# Box-labeled dataset extracts:
— BEGIN —
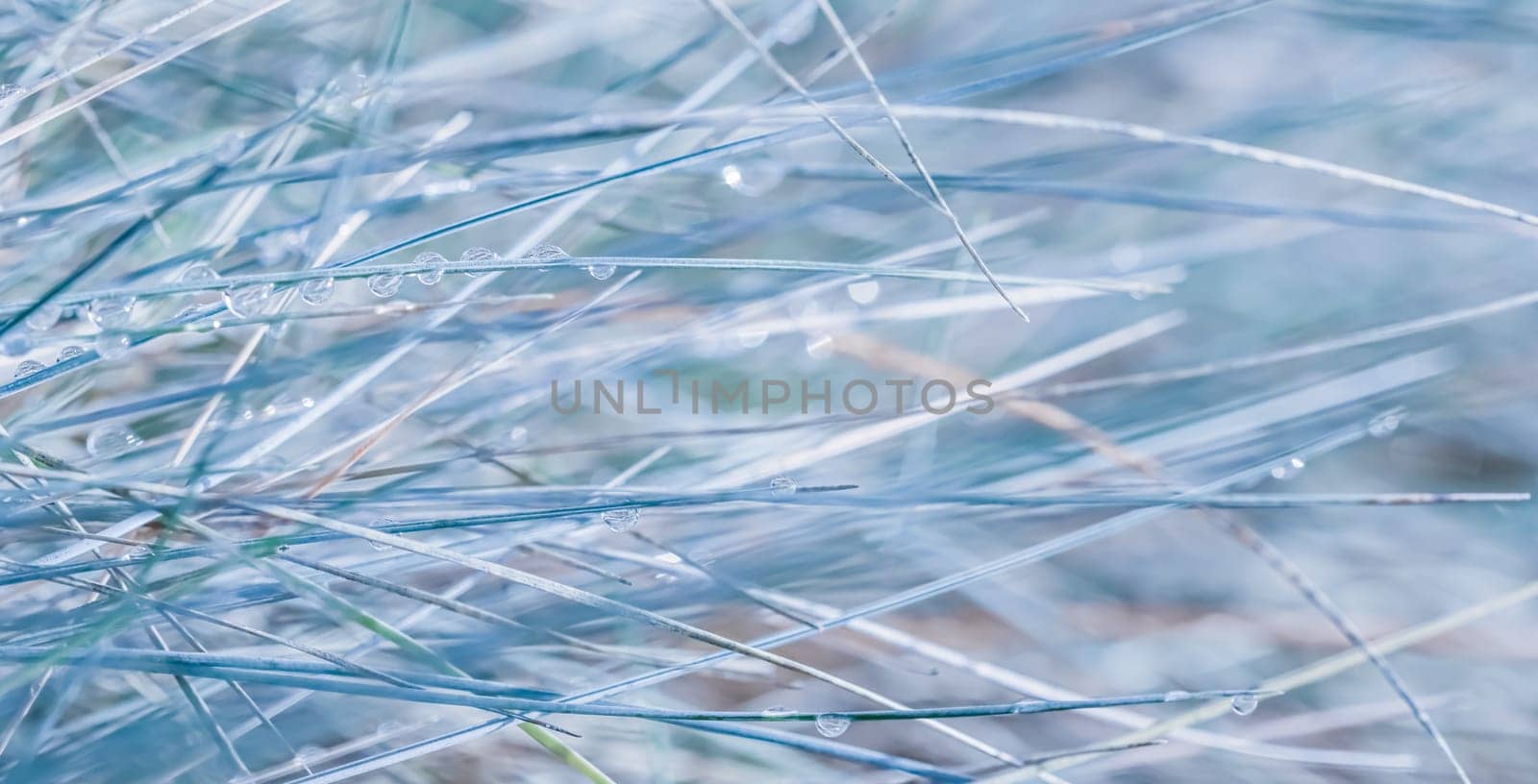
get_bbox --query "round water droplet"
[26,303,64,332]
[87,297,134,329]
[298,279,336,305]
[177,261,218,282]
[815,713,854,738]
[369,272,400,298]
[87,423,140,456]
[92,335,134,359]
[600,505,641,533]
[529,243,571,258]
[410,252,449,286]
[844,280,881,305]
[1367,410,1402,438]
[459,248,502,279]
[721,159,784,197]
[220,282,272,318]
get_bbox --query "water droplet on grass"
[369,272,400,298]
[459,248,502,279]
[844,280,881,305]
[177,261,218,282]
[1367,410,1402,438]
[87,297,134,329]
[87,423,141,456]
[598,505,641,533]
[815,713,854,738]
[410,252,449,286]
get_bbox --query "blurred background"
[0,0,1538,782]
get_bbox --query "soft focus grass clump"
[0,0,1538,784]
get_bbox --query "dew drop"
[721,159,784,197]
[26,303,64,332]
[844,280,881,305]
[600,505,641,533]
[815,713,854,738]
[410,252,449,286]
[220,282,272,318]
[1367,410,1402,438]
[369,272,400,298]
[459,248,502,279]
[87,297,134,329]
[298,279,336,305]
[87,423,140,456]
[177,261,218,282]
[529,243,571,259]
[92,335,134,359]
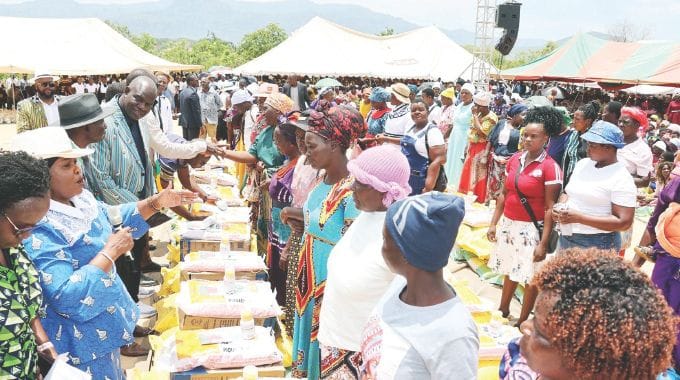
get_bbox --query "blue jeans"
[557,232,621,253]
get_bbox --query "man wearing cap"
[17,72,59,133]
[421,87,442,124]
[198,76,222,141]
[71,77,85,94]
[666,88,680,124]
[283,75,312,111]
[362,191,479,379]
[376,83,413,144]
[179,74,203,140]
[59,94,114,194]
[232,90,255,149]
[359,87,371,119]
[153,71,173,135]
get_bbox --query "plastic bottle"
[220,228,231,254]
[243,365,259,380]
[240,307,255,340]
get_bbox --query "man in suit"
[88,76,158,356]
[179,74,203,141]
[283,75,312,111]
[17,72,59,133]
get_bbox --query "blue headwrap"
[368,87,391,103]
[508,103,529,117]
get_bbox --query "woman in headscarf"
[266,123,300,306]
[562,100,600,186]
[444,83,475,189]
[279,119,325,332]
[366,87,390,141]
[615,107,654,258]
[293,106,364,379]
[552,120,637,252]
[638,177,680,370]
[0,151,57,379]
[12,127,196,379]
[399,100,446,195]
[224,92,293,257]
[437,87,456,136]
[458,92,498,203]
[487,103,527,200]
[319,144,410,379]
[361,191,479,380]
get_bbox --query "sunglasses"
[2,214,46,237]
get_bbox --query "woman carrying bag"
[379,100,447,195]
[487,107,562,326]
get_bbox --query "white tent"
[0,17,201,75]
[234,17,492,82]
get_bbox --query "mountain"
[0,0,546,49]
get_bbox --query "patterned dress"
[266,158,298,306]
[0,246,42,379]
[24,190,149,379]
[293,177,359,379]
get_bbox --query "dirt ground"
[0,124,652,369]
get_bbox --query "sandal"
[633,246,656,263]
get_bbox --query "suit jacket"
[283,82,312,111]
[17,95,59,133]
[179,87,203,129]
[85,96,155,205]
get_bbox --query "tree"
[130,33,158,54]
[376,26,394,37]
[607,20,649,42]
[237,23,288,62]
— END —
# Problem:
Gather each line of the data above that contains the string "grass" and copy those lines out. Case counts when matching.

# Solution:
get_bbox --query "water droplet on grass"
get_bbox --query "soft focus grass clump"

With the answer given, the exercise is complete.